* _DOCUMENT TEXT_:
[Start of Attachment]

Children from an orphanage supported by the Irish Defence Forces have been forced to leave their shelter in Beirut to be housed in more than 20 different homes because of Israeli bombing.

The children had been evacuated from Tibnine Orphanage in southern Lebanon late last month after it suffered damage during Israeli air attacks.

Bombs landing within 50 to 100m of the orphanage, which is dubbed Ireland’s embassy in south Lebanon, left the 40 children cowering in terror as debris flew in and around the orphanage.

Explosions had also rocked the town’s Lebanese Red Cross HQ, with one bomb exploding right beside the walls of the station’s yard where its ambulances are parked.

Staff led by orphanage director Ali Saad quickly put the children into a bus and they joined the hundreds of thousands of people who fled to Beirut, to escape Israeli air attacks on targets across southern Lebanon.

After their 15-hour journey to the Lebanese capital, the children were put up in a hotel near the centre of the city.

Children from Irish Defence Forces-supported orphanage forced to flee again
Pictures taken as the children fled their orphanage in Lebanon.

But the rise in Israeli air raids has increased the risk to the children and it was felt that they would be better off if they all split up.

An attack on a densely-populated residential area of the city centre, for example, left 22 people dead and 117 wounded on Thursday.

The Lebanese Ministry of Public Health said a further seven – including a two-year-old girl – died in Israeli attacks on Friday across southern Lebanon.

Mr Saad, who is also a volunteer rescue and convoy co-ordinator with the Lebanese Red Cross, said the situation in the city is now just so dangerous that the orphans have had to be moved for their own safety.

[End of Attachment]

(Source records)
[Start of Attachment]

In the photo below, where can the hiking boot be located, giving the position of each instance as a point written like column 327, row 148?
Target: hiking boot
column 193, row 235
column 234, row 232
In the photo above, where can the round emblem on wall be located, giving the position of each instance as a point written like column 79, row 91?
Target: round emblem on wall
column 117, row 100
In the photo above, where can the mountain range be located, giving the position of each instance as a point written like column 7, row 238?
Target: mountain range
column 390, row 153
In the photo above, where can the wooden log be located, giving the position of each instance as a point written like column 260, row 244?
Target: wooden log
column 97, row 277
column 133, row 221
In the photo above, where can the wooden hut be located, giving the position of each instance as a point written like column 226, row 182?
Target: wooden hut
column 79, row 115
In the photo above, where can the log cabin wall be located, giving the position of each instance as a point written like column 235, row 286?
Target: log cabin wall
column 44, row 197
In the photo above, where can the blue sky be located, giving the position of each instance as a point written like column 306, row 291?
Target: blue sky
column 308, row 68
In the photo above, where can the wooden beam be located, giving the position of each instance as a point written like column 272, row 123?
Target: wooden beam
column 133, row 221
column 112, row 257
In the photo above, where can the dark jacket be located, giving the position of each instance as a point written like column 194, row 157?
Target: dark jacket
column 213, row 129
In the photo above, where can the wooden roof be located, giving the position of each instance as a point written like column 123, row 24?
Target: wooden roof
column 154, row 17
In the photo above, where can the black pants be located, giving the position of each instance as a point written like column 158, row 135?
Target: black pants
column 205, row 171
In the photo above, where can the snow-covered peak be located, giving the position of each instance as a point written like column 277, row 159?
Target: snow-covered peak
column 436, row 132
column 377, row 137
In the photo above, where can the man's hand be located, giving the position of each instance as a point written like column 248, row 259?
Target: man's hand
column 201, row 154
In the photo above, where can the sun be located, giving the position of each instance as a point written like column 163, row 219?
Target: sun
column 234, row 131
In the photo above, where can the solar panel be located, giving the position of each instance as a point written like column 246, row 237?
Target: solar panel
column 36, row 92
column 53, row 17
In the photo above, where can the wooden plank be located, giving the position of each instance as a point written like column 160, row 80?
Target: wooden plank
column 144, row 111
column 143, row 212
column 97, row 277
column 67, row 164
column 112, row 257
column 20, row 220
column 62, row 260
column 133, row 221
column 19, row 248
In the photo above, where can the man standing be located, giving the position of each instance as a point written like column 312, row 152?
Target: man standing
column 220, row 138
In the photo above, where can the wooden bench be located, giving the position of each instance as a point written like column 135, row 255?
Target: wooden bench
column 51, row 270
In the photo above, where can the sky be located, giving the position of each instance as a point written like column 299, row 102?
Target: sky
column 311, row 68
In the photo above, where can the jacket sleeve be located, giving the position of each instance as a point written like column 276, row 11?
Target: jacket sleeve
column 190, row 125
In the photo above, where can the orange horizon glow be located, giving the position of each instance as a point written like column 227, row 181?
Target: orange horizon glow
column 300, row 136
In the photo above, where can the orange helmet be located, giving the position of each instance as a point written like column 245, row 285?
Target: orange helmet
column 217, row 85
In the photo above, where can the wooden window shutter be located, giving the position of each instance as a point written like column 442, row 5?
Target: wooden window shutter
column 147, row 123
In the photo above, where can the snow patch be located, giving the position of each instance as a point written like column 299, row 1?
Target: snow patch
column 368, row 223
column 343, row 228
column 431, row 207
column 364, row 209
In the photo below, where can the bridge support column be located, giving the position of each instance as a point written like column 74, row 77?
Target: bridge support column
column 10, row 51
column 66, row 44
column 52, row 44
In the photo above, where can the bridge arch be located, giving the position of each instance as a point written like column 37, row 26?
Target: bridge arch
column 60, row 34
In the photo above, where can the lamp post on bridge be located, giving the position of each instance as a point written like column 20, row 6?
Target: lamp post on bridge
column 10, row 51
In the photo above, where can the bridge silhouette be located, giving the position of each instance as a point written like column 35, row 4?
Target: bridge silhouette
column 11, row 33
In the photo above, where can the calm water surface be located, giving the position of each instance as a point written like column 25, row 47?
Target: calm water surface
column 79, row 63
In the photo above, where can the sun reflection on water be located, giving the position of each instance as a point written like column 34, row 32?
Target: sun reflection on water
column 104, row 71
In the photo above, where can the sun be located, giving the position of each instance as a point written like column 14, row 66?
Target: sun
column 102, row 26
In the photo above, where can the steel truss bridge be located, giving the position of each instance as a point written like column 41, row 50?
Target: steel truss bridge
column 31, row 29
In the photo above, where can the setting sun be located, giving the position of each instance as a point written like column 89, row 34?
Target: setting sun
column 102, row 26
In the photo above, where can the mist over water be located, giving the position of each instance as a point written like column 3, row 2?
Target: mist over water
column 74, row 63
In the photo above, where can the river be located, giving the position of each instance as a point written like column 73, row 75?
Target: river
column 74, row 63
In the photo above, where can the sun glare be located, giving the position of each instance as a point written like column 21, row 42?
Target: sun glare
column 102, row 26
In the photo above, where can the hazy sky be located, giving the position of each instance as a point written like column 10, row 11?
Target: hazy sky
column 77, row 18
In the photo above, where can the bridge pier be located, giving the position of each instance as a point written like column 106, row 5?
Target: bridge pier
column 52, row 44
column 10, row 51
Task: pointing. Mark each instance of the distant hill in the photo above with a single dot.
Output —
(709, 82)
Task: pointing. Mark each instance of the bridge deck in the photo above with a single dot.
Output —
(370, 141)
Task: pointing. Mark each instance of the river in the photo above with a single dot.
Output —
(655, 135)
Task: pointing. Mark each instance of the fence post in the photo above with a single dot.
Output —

[End of Attachment]

* _REQUIRED WORK_:
Render this sentence from the article on the Tibnine orphanage in Spanish: "After their 15-hour journey to the Lebanese capital, the children were put up in a hotel near the centre of the city."

* _SOLVED EXERCISE_:
Tras su viaje de 15 horas a la capital libanesa, los niños fueron alojados en un hotel cerca del centro de la ciudad.